## BEGIN ENTRIES

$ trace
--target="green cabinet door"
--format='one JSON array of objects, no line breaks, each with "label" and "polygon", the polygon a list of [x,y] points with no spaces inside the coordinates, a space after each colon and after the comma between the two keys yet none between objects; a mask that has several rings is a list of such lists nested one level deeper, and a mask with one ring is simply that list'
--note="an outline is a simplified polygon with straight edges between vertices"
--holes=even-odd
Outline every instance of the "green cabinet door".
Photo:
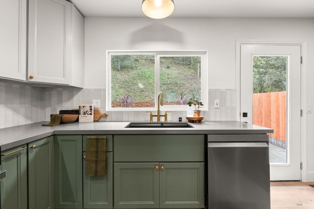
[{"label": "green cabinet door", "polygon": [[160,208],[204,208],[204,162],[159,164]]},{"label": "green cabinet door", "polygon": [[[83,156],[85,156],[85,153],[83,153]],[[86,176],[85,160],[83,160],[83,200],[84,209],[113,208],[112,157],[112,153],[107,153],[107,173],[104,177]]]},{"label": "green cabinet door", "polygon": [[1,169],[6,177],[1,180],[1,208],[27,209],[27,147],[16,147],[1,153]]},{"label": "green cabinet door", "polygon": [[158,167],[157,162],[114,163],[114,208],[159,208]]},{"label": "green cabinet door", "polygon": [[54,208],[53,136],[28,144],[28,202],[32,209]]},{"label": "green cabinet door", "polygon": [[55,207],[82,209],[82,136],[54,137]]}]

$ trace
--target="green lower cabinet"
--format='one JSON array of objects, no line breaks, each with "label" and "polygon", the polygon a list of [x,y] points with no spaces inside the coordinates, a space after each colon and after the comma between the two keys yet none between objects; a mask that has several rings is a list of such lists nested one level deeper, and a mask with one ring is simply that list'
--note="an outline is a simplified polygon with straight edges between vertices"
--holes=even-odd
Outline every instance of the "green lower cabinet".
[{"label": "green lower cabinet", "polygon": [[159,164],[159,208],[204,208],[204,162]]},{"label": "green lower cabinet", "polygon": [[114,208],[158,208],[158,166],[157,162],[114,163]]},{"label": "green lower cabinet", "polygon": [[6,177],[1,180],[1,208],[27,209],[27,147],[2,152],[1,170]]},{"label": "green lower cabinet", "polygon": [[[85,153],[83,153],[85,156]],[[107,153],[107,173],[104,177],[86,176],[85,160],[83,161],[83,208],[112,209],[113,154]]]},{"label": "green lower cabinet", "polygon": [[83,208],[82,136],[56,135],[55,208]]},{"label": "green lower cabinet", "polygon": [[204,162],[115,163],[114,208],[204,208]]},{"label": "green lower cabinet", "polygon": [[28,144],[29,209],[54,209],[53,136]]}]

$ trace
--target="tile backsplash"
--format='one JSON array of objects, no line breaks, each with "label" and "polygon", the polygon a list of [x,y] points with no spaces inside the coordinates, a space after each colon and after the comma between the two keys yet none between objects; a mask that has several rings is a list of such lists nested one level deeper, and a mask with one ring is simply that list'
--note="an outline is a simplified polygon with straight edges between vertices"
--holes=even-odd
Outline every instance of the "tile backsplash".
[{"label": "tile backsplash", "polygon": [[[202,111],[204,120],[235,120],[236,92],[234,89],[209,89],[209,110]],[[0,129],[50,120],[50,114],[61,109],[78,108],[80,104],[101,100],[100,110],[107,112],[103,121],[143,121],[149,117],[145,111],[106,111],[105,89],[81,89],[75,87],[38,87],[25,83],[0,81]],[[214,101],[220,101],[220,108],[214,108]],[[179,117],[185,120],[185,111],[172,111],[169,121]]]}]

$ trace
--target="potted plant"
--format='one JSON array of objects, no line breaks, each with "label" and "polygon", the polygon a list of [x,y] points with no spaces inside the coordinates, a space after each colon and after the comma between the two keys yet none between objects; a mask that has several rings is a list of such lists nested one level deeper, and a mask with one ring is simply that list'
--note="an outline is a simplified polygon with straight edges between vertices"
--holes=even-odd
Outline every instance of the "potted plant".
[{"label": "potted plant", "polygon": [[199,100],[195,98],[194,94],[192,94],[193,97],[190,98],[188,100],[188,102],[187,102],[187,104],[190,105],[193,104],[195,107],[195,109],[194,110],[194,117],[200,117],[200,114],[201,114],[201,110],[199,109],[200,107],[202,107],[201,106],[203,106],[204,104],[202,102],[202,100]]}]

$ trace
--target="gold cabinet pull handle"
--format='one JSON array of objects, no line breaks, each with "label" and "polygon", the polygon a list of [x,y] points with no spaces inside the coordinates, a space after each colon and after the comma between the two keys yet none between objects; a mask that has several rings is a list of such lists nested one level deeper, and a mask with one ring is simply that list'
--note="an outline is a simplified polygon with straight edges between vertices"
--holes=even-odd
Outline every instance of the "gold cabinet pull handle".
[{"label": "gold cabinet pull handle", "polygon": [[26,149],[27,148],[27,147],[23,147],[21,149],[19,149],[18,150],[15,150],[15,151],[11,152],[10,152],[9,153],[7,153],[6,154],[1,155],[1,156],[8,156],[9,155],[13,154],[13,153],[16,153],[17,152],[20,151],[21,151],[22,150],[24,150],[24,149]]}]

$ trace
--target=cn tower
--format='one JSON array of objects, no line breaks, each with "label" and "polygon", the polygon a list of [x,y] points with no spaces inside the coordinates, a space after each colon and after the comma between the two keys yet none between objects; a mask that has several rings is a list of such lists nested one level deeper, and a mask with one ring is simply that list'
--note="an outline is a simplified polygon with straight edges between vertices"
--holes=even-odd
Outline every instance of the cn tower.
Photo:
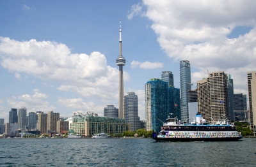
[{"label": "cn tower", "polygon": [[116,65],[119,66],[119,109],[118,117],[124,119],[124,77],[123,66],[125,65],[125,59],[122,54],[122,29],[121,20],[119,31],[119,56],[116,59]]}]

## END ENTRIES
## BEGIN ENTRIES

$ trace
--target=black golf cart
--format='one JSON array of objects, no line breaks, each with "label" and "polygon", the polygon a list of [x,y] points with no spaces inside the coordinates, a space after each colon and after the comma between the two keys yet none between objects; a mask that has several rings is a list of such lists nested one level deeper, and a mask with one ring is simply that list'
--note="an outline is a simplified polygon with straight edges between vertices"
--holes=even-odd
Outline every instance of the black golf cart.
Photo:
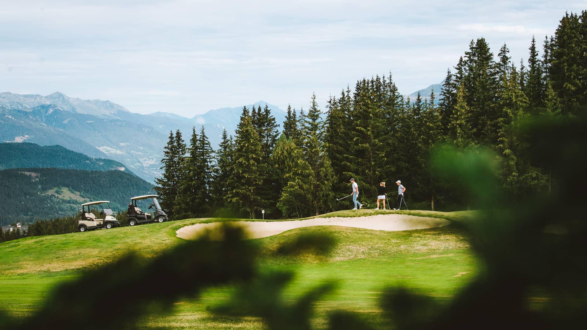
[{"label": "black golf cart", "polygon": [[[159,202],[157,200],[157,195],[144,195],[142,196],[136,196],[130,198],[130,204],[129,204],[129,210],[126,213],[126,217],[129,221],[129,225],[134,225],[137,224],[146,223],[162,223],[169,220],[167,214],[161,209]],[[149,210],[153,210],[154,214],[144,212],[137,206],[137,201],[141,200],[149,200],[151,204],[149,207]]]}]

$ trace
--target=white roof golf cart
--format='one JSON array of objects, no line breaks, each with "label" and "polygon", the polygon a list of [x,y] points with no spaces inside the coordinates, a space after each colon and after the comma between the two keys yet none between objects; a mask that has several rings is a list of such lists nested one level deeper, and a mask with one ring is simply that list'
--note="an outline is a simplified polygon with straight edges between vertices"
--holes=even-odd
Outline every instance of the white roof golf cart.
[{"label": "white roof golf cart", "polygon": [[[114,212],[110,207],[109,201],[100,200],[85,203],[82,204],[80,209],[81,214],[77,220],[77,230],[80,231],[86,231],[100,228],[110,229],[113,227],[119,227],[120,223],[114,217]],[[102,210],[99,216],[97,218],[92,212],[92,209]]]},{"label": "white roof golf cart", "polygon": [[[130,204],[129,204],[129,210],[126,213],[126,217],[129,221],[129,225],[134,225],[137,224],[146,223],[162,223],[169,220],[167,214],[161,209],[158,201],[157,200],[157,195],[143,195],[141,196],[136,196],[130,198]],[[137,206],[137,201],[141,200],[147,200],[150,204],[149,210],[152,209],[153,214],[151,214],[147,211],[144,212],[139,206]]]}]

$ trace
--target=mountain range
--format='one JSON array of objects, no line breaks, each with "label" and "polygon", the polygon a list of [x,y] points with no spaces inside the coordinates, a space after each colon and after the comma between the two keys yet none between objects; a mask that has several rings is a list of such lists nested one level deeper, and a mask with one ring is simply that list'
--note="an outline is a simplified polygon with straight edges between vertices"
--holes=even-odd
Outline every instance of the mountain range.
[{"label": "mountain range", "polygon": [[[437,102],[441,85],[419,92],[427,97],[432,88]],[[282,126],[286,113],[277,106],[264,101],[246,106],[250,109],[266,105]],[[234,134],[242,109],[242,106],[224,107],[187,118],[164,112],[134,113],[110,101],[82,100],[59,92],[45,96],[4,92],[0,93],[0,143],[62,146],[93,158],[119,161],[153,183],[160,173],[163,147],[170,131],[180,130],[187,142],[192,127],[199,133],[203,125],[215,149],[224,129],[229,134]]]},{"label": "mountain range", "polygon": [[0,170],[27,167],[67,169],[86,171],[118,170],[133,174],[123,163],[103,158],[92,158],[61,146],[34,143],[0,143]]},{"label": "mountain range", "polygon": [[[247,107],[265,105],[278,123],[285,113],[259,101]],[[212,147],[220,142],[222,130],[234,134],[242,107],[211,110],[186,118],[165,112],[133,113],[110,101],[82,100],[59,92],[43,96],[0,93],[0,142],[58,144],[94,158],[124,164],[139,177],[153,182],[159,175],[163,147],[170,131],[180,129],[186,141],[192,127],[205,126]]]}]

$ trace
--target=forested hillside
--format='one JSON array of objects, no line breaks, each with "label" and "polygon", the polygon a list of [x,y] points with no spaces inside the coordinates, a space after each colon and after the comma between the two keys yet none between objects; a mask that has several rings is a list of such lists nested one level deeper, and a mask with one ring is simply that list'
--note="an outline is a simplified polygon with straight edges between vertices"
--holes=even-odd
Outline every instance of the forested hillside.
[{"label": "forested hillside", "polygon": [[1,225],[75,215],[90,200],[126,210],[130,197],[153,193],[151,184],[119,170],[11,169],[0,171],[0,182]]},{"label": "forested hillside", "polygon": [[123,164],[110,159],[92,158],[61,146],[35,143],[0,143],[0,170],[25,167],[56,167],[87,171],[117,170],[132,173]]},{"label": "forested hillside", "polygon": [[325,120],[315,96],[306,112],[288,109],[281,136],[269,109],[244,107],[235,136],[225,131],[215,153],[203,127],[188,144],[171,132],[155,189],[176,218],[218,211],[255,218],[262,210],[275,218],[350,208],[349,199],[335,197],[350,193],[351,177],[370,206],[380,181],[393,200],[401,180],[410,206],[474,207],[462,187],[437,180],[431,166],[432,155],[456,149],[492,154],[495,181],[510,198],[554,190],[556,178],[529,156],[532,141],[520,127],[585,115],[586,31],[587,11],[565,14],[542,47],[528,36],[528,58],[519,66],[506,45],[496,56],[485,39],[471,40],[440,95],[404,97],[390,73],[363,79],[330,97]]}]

## END ENTRIES

Find every line in the records that contains the word "potted" and copy each of those lines.

--target="potted plant"
Outline every instance of the "potted plant".
[{"label": "potted plant", "polygon": [[199,100],[195,98],[194,94],[192,94],[193,97],[190,98],[188,100],[188,102],[187,102],[187,104],[190,105],[193,104],[195,107],[195,109],[194,110],[194,117],[200,117],[200,114],[201,114],[201,110],[199,109],[200,107],[202,107],[201,106],[203,106],[204,104],[202,102],[202,100]]}]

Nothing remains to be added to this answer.